[Ffmpeg-devel] [RFC] VC3/DNxHD decoder
Michael Niedermayer
michaelni
Sun Mar 18 01:30:29 CET 2007
Hi
On Sat, Mar 17, 2007 at 03:40:19PM +0100, Baptiste Coudurier wrote:
> Hi
>
> $subject.
>
> I need to include "mpegvideo.h" only for Scantable and
> ff_init_scantable, can we separate them from mpegvideo.h ? like
> scantable.h ?
>
> It decodes 1080p atm, but you should only need to add ac/dc/run vlc
> tables to decode other progressive modes. Interlaced mode is almost
> finished, bitstream is one complete frame but 2 sequentials fields
> bitstreams.
>
> Also if someone could explain me how CODEC_CAP_DR1 and draw_horiz_band
> and low_res works, I can implement them.
>
> Optimization ideas very welcome, same for dsp functions use.

*TO BE DONE:* Please say which format the decoder in the VC3/DNxHD post can decode at the moment. The lines after this post are separate material.

*RECORDED INFORMATION:*
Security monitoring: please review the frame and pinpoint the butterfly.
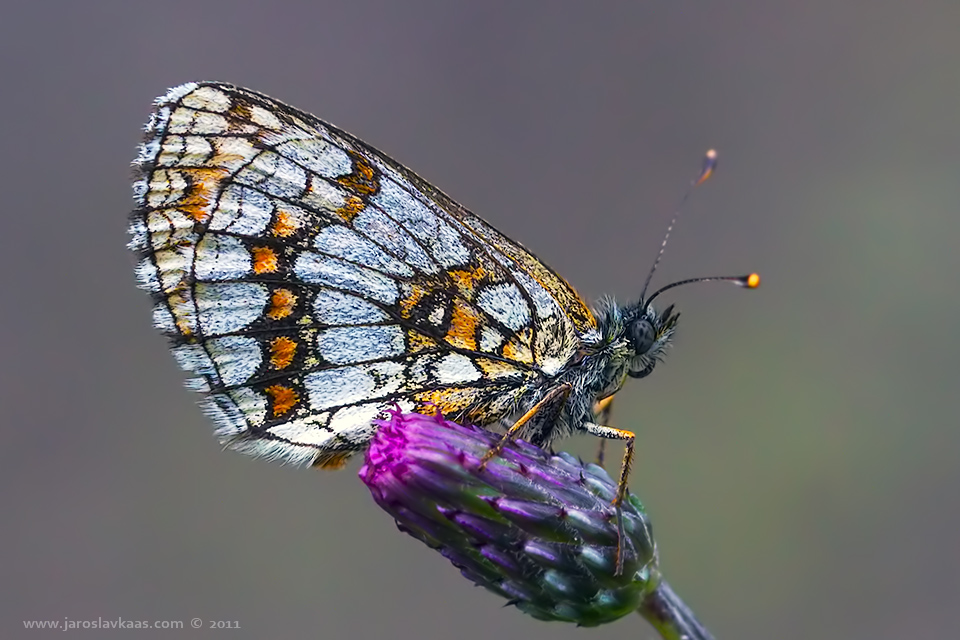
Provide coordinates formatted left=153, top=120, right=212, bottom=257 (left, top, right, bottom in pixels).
left=129, top=82, right=759, bottom=504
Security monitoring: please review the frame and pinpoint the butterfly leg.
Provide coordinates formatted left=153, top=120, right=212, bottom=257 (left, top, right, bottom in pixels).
left=583, top=422, right=637, bottom=575
left=480, top=384, right=573, bottom=469
left=593, top=396, right=613, bottom=468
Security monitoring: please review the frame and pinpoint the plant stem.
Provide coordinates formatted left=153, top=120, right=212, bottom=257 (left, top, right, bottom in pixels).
left=637, top=582, right=714, bottom=640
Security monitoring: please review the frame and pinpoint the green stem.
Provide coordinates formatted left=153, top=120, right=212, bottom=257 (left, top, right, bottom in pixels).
left=637, top=582, right=714, bottom=640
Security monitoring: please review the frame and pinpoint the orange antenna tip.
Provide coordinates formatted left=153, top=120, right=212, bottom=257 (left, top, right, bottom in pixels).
left=693, top=149, right=717, bottom=186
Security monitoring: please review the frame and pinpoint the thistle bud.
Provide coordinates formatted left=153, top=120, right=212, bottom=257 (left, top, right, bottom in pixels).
left=360, top=411, right=709, bottom=638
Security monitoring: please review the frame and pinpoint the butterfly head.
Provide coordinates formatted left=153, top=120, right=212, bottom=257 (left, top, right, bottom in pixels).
left=624, top=303, right=680, bottom=378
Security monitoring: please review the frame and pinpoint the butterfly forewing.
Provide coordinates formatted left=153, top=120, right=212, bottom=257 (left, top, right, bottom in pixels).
left=130, top=83, right=599, bottom=466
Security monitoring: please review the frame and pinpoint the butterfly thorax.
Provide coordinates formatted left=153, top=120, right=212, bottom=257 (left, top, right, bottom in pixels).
left=521, top=299, right=679, bottom=445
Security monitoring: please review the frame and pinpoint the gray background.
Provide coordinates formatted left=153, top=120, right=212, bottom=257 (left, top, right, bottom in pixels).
left=0, top=0, right=960, bottom=640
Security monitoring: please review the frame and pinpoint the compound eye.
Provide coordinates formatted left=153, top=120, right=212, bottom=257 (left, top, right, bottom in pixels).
left=630, top=320, right=657, bottom=356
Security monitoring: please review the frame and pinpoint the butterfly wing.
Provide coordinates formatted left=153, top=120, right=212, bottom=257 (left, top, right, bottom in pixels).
left=130, top=83, right=599, bottom=466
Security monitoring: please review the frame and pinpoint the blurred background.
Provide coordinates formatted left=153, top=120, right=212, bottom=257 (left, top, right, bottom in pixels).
left=0, top=0, right=960, bottom=640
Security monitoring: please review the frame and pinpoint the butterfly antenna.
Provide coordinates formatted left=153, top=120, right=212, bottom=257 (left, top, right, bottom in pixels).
left=640, top=149, right=717, bottom=300
left=645, top=273, right=760, bottom=306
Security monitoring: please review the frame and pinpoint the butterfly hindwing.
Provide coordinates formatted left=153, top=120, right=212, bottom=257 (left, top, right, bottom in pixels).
left=130, top=83, right=597, bottom=466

*TASK RESULT:* 1080p.